## Supplied material

▽

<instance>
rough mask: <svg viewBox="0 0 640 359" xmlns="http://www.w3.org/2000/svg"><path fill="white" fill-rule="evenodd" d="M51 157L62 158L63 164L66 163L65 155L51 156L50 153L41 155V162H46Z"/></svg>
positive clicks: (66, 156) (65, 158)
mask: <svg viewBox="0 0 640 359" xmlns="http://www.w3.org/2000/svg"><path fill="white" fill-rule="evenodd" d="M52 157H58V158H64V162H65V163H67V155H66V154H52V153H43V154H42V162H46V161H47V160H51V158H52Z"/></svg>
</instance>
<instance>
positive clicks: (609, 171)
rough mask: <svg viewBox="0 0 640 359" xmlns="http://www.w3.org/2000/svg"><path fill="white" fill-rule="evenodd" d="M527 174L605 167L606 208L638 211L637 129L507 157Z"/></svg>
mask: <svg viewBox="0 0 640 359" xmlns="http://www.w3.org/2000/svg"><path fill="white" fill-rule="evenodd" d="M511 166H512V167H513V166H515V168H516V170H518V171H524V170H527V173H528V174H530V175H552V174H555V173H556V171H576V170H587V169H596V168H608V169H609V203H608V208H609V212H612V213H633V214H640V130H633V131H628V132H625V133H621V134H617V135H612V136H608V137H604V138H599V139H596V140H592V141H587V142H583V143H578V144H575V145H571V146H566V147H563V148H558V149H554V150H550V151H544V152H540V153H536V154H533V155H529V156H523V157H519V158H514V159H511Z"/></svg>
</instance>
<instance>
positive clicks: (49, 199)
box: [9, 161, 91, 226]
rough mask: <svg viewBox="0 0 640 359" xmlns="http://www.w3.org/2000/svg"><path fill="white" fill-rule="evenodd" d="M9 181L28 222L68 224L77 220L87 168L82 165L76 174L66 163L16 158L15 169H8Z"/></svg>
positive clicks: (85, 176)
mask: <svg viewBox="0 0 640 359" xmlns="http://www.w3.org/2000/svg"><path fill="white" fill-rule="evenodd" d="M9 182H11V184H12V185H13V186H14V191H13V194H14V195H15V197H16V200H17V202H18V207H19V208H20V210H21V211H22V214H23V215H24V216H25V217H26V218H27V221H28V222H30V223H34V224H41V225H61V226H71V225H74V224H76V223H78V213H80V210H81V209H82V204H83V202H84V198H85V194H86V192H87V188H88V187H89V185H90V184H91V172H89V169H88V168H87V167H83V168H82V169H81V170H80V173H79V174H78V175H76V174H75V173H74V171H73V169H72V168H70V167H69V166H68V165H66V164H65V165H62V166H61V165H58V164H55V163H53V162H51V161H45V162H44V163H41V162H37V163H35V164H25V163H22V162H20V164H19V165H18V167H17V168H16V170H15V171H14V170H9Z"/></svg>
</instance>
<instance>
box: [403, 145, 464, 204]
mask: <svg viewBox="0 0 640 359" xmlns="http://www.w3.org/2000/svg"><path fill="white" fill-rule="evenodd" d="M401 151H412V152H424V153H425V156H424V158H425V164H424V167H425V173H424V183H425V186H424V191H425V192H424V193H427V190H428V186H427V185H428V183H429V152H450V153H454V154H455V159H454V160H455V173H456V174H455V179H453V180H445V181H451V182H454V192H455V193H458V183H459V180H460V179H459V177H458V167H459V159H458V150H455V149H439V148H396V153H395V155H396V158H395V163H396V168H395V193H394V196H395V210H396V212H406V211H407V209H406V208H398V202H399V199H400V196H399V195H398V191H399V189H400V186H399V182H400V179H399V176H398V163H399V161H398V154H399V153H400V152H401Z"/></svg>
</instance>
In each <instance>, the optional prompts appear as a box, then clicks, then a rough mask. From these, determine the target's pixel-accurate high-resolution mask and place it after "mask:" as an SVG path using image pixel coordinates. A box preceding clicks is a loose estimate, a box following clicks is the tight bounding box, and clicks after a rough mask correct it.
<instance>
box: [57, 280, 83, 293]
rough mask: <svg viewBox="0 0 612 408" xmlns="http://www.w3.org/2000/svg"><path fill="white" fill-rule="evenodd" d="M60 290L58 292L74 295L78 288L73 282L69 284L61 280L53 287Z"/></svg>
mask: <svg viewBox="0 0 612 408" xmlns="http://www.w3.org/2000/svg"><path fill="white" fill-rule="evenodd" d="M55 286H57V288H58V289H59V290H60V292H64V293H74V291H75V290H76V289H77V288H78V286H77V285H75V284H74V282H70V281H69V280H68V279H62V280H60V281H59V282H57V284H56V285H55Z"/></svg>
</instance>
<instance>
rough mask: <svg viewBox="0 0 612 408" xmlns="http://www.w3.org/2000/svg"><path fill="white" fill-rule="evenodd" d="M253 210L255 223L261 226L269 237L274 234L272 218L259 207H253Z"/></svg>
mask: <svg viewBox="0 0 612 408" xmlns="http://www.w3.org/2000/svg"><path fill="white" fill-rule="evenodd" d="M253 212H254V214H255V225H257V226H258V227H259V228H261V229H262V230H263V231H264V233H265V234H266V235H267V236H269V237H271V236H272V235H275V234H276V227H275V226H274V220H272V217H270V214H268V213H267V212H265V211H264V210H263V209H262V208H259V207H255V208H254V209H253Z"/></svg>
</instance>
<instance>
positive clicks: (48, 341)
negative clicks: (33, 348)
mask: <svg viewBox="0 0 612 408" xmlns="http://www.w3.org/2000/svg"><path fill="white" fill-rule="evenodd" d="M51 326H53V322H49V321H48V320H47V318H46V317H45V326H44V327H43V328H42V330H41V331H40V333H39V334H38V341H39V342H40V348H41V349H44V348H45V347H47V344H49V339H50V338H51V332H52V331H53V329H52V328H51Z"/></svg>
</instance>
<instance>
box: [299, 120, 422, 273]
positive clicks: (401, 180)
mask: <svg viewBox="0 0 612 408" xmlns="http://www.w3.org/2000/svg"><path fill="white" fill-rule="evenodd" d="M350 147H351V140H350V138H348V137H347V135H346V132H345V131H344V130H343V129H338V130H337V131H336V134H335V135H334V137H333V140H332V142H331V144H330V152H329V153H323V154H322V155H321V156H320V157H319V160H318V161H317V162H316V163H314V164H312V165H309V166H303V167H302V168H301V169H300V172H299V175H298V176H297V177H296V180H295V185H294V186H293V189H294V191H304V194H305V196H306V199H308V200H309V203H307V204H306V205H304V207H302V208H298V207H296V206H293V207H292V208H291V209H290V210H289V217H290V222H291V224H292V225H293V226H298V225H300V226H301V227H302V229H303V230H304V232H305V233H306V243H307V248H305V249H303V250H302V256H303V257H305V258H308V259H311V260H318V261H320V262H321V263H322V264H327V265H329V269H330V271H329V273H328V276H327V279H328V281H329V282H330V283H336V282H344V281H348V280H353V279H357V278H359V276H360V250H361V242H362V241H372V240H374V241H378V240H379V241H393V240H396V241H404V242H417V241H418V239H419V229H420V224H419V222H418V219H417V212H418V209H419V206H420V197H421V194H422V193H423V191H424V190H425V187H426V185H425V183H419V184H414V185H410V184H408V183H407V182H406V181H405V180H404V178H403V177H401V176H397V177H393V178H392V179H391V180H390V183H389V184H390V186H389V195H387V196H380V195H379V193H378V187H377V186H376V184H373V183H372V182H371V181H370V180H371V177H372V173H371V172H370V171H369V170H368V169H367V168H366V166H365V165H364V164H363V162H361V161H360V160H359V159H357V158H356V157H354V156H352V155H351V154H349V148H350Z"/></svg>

△

Update everything from the start of the records down to the line containing "positive clicks: (66, 156) (65, 158)" by replacing "rough mask" with "coarse mask", leaving all else unchanged.

<instance>
coarse mask: <svg viewBox="0 0 640 359" xmlns="http://www.w3.org/2000/svg"><path fill="white" fill-rule="evenodd" d="M51 157L62 158L63 164L66 163L65 155L51 156L50 153L41 155V162H46Z"/></svg>
positive clicks: (66, 156) (65, 158)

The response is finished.